INSTRUCTIONS FOR THE TASK >> Exclude all pictures, then copy each of the records exactly as written.

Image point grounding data

============================================================

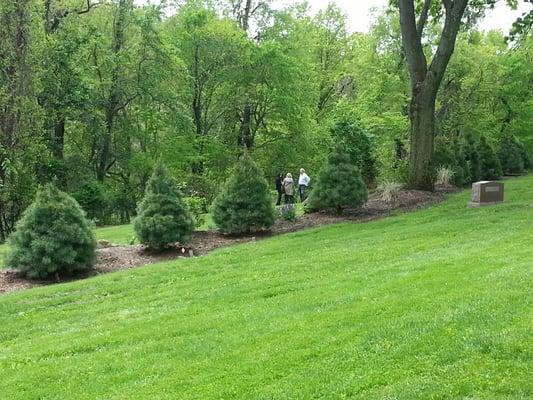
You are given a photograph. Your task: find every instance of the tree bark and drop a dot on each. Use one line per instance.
(115, 93)
(425, 82)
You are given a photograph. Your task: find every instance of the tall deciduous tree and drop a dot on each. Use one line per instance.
(425, 80)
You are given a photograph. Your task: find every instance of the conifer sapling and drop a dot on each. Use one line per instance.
(163, 216)
(244, 204)
(52, 238)
(339, 185)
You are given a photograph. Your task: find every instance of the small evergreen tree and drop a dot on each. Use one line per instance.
(490, 164)
(52, 237)
(244, 205)
(357, 143)
(339, 185)
(163, 216)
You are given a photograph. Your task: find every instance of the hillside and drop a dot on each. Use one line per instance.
(430, 304)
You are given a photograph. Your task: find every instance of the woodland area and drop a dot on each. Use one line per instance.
(94, 93)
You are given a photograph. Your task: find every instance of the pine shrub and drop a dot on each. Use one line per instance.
(163, 216)
(244, 205)
(511, 155)
(53, 237)
(490, 164)
(358, 144)
(339, 185)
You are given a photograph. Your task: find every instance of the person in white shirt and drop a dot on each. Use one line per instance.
(303, 183)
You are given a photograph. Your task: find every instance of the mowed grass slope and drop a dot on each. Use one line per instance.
(433, 304)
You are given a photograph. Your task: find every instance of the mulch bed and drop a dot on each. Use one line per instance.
(114, 258)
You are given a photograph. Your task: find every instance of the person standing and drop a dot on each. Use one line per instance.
(279, 188)
(303, 183)
(288, 189)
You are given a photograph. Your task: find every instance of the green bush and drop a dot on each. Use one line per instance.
(462, 172)
(525, 156)
(489, 162)
(244, 205)
(511, 155)
(92, 197)
(339, 185)
(358, 144)
(472, 158)
(163, 216)
(52, 237)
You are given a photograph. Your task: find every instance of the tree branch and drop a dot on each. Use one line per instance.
(454, 13)
(422, 20)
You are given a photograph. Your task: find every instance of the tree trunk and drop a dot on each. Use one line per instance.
(59, 138)
(425, 81)
(115, 92)
(422, 117)
(246, 127)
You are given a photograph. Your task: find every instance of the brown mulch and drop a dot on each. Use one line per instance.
(113, 258)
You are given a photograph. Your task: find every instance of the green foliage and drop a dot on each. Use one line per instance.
(197, 206)
(163, 215)
(316, 308)
(473, 158)
(52, 237)
(92, 197)
(358, 144)
(461, 170)
(339, 184)
(511, 153)
(489, 162)
(244, 205)
(450, 154)
(287, 212)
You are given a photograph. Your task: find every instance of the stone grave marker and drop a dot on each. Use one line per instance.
(485, 193)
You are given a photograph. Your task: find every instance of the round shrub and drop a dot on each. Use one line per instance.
(53, 237)
(339, 185)
(244, 205)
(163, 217)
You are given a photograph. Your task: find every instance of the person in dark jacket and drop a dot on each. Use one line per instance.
(279, 188)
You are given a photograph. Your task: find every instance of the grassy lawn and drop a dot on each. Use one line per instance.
(435, 304)
(124, 235)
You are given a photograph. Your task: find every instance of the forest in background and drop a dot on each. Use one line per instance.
(93, 94)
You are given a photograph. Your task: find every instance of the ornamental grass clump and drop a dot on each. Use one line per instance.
(53, 237)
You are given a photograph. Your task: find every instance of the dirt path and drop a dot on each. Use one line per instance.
(115, 258)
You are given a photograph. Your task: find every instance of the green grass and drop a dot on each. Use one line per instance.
(435, 304)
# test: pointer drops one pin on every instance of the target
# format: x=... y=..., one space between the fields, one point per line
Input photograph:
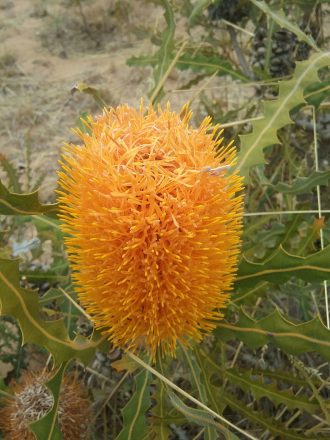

============================================================

ANSWER TO THE EXERCISE >>
You are given a photograph. Your task: find every instance of the tree bark and drop a dot on each. Use one line per instance.
(115, 93)
(425, 82)
You are given a photograph. Your task: find every instance of the tall deciduous tree and drop a dot on each. Use one line per instance.
(425, 80)
You are given a photograph. Your task: find every instance of the conifer sapling and drop a dot on each. Use one line per instance.
(163, 216)
(244, 204)
(52, 238)
(339, 185)
You are given a photograph. Your task: find every instance of the small evergreen tree and drop a dot on each. Use one line per instance.
(490, 164)
(52, 237)
(244, 205)
(357, 143)
(339, 185)
(163, 216)
You are given a photograph. Your task: find every instance of the hillside and drop a dot on each. Use one line per instance.
(430, 304)
You are given a photograph. Your task: find every instance of the woodland area and drop a dot on each. Use one line per instance.
(94, 93)
You are given a photograph. Your task: find every instance of the pine shrub and drop a dot on each. Use one line per instance.
(163, 216)
(244, 205)
(511, 155)
(53, 237)
(490, 164)
(358, 144)
(339, 185)
You are given a photograph. Your task: find every instance of the person in white shirt and drop a dot on each. Use one line per instance.
(303, 183)
You are given a photograph. Your task: find every instance of the mowed grass slope and drop a dot on each. Use one line per instance.
(433, 304)
You are given a photograph. Your task: find every instance of the mulch bed and drop a dot on each. Use one line per instance.
(114, 258)
You are given a photograph. Your task: find every instance of the person standing and drop a dot on each. Use one line per instance.
(279, 188)
(303, 183)
(288, 189)
You are given a photograph. Your task: find every instance of the green bush and drop a dot on each. Use one line per instance.
(462, 172)
(525, 156)
(489, 162)
(244, 205)
(511, 155)
(92, 197)
(339, 185)
(358, 144)
(472, 158)
(163, 216)
(52, 237)
You are given a photograph. Your task: find every instance of the tree branch and drop a dot on each. Use one line per instance.
(454, 13)
(422, 20)
You are given a photograph. Your task: find every instance of the tree trunk and drop a dot on each. Use one line per instance.
(59, 138)
(425, 81)
(115, 92)
(422, 117)
(246, 127)
You are given a photograph. Your task: find every instance of the brown mulch and drop a dot on each. Use one line per instance.
(113, 258)
You are given a photograph. Your task: find every instance of the green foliage and drop a dot on each. Use one line per instance.
(197, 206)
(163, 215)
(316, 308)
(473, 158)
(52, 237)
(92, 197)
(358, 144)
(461, 170)
(339, 184)
(511, 153)
(489, 162)
(244, 205)
(450, 154)
(287, 212)
You are given a photograph. Your task: find every instance of the stone grave marker and drop a dot on each. Use one line per instance.
(485, 193)
You are given a photograph. Your task: find every instance of the round shrub and drop a dot on each. Use one line per instance.
(53, 237)
(339, 185)
(244, 205)
(163, 217)
You are given a photograph. Your task: find every instance of the person in dark jacket and drop a dot on each. Use one line per instance.
(279, 188)
You are given a photograph. Your task: find every instance of the grassy lawn and drop a dot on each. Use one line per instance.
(435, 304)
(124, 235)
You are given a photograph. Your task: find every instance of the forest in background and drop a dot on each. Use one line per instance.
(93, 94)
You are given a photograph. Your task: find every instance of the ornamental grass clump and drop a dot on each. Use one line per instance.
(53, 237)
You are given a photograph. Your task: find every instance of the dirt path and drop a dot on each. Use one line per instance.
(115, 258)
You are given a photograph. Your task: find every instance of the green grass and drop a dot on each. Use one line per instance.
(435, 304)
# test: pointer drops one pin on every instance of the target
# format: x=... y=..., one space between the fields, one point per line
Input photograph:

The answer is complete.